==== RECORDS SUPPLIED

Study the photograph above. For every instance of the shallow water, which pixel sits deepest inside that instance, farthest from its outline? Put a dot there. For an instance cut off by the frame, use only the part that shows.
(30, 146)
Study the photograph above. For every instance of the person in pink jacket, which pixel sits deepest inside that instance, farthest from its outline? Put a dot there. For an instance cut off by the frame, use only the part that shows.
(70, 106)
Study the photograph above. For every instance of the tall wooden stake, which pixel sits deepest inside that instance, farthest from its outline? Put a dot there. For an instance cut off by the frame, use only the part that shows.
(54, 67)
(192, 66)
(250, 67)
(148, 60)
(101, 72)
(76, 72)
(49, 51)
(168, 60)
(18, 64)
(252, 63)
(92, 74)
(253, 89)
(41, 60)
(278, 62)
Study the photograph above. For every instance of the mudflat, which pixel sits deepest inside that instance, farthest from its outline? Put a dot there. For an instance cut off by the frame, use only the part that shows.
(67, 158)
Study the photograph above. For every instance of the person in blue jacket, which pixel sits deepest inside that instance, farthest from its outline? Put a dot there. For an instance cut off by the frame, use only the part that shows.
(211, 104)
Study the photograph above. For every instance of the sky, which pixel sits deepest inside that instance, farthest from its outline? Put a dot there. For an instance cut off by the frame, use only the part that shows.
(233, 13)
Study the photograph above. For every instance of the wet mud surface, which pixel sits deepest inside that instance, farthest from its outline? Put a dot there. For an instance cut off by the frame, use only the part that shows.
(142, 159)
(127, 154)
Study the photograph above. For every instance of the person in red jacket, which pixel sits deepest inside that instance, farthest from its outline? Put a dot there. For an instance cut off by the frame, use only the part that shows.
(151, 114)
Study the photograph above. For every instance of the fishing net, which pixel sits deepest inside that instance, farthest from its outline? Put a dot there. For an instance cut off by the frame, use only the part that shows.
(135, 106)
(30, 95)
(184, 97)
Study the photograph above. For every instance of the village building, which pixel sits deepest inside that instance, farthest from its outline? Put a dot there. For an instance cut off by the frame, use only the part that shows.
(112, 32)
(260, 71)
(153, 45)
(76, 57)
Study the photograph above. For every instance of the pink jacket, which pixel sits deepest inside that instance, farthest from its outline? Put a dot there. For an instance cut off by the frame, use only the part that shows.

========

→ PROBLEM DETAILS: Change each "dot" in the material above to "marker", keeping every other line and word the same.

→ EXERCISE ANSWER:
Study the photograph above. For every instance of the shallow water, which pixel sits deepest inside that instance, farthest from its outline? Put a marker there. For an instance cut off by the frame, use only the part that shows.
(30, 146)
Study the photograph above. For every instance of the person in pink jacket, which pixel sits deepest inside that instance, farthest from its outline? Put a marker there. For an instance cut off by the frame, use only the part that shows.
(70, 106)
Study the photograph above. For every instance of the tall wooden stake, which pixel sits deepest inside that instance, farthest from its outline? Put a marker there. For an instance cut off by the frame, use only the part that shows.
(54, 67)
(192, 66)
(250, 67)
(148, 60)
(101, 72)
(76, 72)
(49, 51)
(168, 60)
(18, 64)
(252, 63)
(92, 74)
(253, 89)
(41, 60)
(278, 62)
Study the photograph above. For every instance of the mudflat, which pixel sits deepest inside that instance, farthest from its outline? Put a marker there. For an instance cut off by the frame, use only the part that shows.
(67, 158)
Study the photograph above. For every instance of the person in blue jacket, which pixel sits deepest inside that instance, farthest from its outline? Put a marker there. For an instance cut off by the frame, use only the part that shows.
(211, 104)
Study the photograph above. For every instance of the sky, which pixel sits deepest inside that instance, farthest from its outline? Put a marker there. For an instance cut off by the frame, use only the part that shows.
(233, 13)
Study the photograph above. For every instance of the wet mud surface, which pixel sits deepest inside that instance, farthest from its outline? Put a marker there. For an instance cut off by the frame, use only the part that shows.
(142, 159)
(127, 154)
Study the photograph above. For every instance of the person in red jacket, which pixel sits deepest inside that instance, farthest from its outline? Put a marker there. For an instance cut off by the frame, use only the part that shows.
(151, 114)
Study the photograph above. For every instance of the fishing net, which pixel sits deepest inside that instance, farthest from its outline? Put a marker there. For an instance cut off by the frame, use only the part that shows.
(135, 106)
(30, 95)
(184, 97)
Study the photograph above. For every instance of the village building, which pixel sits deepest inside that instance, farthest from its outline? Put a marker there. For an instance cut off by the frame, use only the part that shows.
(112, 32)
(260, 71)
(153, 45)
(76, 57)
Study the photograph above. For every instance of the pink jacket, which pixel sits deepest inside that instance, farthest from its outline? Put a marker there. For an instance cut off by the frame, use only the part that shows.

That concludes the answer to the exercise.